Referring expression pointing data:
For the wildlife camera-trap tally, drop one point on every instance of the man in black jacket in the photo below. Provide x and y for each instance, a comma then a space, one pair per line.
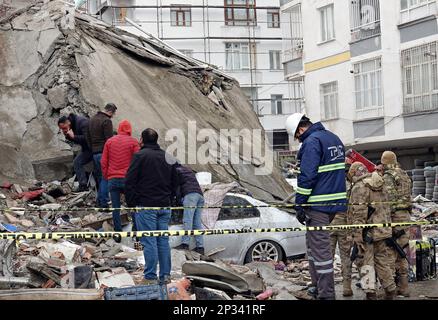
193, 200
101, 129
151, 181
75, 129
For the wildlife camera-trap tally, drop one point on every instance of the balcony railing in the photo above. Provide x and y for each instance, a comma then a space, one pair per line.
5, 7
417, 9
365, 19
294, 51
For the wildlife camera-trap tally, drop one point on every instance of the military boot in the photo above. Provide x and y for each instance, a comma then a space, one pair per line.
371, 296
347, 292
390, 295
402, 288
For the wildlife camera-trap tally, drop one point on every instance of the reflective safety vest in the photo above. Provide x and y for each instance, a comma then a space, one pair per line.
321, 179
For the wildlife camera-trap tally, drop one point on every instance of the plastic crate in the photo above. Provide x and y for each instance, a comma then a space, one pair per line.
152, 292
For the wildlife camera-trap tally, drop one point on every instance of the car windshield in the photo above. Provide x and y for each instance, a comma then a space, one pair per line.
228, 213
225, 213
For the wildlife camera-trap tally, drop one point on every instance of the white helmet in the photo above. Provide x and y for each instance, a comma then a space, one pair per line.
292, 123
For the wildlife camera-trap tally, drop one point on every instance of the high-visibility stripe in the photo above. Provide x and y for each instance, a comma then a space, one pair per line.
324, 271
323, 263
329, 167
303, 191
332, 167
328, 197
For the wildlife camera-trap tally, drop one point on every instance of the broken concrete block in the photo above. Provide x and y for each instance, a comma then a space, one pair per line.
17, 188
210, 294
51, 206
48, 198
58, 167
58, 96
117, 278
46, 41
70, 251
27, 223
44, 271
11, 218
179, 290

■ **TASK INSTRUCTIONS**:
I need the entries printed exactly, with each picture left out.

■ **ANSWER TO THIS TASK**:
For the wildlife camera-trap tally, drop one point on every instance of the man in black jacket in the photo below. Provide x and y for each instance, a comma then a space, one pair per line.
193, 200
101, 129
151, 181
75, 129
For the wildlife camera-trap tally, drop one point on every instance of the balcony railing in the photo above. Provide x and y for each instance, a comma then a space, one pair per line.
5, 7
417, 9
365, 19
294, 51
For the wildlife camera-trap tally, drop one point on every instance of the military boot in the photo above. Provide x and y for each instance, a comma then a space, one pair per line.
371, 296
347, 292
390, 295
402, 288
For the wildlife camera-trap tally, drop one point on every instance of the reflective safety vest in the photo above. Provide x and y for each instance, a comma then a space, one pair per line.
321, 179
For the wildlife camera-trap tally, drop one point on every instance of the plastic crate in the photo above. Provide x and y for each instance, a comma then a space, one pair per line.
152, 292
For the wildlife camera-trap tally, drop one point on every instance of the car windshield in the photo above. Provide x and y for each instance, a comma then a space, one pair per line.
228, 213
225, 213
For the wildlife camera-trap tally, drop one point on every instance of the white helmet in the photo above. Provide x and y for each instance, a comma then a space, one pair per line.
292, 123
For the wildlife camera-trap tally, drop one point on every instance of the high-visibility stripe in the photo above. Provide x and y for each instance, a comma then a space, one pair per line.
324, 271
323, 263
329, 167
303, 191
332, 167
328, 197
For the wildlife camera-trap tally, drop one point on every instance of the broken concrete block in the photo above. Provide x and y for each instance, a comma then a space, one pair per line.
17, 188
210, 294
51, 206
48, 198
58, 167
58, 96
117, 278
46, 41
70, 251
27, 223
44, 271
11, 218
179, 290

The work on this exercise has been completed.